Tugas Singkat A
Tukar "NKRI" dengan "Republik Indonesia" saat menulis ulang bagian teks tentang masyarakat tradisional Papua antara "Adapun interaksi sebagai" dan "oleh ras tertentu.", termasuk keduanya.
Tugas Singkat B
Teruskan teks tentang masyarakat tradisional Papua dan NKRI setelah kalimat terakhirnya.

Teks Ditampilkan
Adapun interaksi sebagai salah satu perangkat sosialisasi menjadi tumpul di sebabkan kemampuan diplomasi Negara yang tak sanggup menyentuh level bawah, banyak penelitian mengenai masyarakat tradisional terutama suku-suku yang ada di papua, bahwa sebagian besar dari etnis tersebut tidak mengenal NKRI, dan bahkan mereka hidup dengan prinsip-prinsip hukum alam. Sementara itu pembedaan ras didalam pergaulan social pun telah mengindikasikan bahwa NKRI hanya dimiliki oleh ras tertentu.

Data Tersimpan
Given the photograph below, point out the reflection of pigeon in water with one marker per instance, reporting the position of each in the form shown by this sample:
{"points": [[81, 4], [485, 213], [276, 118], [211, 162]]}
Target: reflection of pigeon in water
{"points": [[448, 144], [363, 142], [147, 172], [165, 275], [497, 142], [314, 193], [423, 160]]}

Jawaban A
Adapun interaksi sebagai salah satu perangkat sosialisasi menjadi tumpul di sebabkan kemampuan diplomasi Negara yang tak sanggup menyentuh level bawah, banyak penelitian mengenai masyarakat tradisional terutama suku-suku yang ada di papua, bahwa sebagian besar dari etnis tersebut tidak mengenal Republik Indonesia, dan bahkan mereka hidup dengan prinsip-prinsip hukum alam. Sementara itu pembedaan ras didalam pergaulan social pun telah mengindikasikan bahwa Republik Indonesia hanya dimiliki oleh ras tertentu.

Jawaban B
Sosialisasi politik sebagai interaksi yang gagal ini kemudian membuat jurang terciptanya kelas-kelas dalam social dan ekonomi didalam masyarakat papua, sekaligus memangkas hak-hak asasi rakyat, seperti pendidikan dan kesempatan mengembangkan ekonominya secara progress. kapitalisasi di sector penting ekonomi papua memicu intelektual papua melakukan kritik terhadap Negara. Demikianpun dengan kewajiban Negara membangun pendidikan di papua, kurikulum yang tidak mengikuti perkembangannya, pembangunan fisik gedung-gedung sekolah tidak merata dan cenderung di monopoli, kondisi ini tidak hanya terjadi di papua akan tetapi hampir di seluruh provinsi di negeri ini sarat dengan monopoli, ini menandakan bahwa Negara sebagai suatu kekuatan kedaulatan rakyat kini seperti hanya milik segelintir orang dengan kepentingannya.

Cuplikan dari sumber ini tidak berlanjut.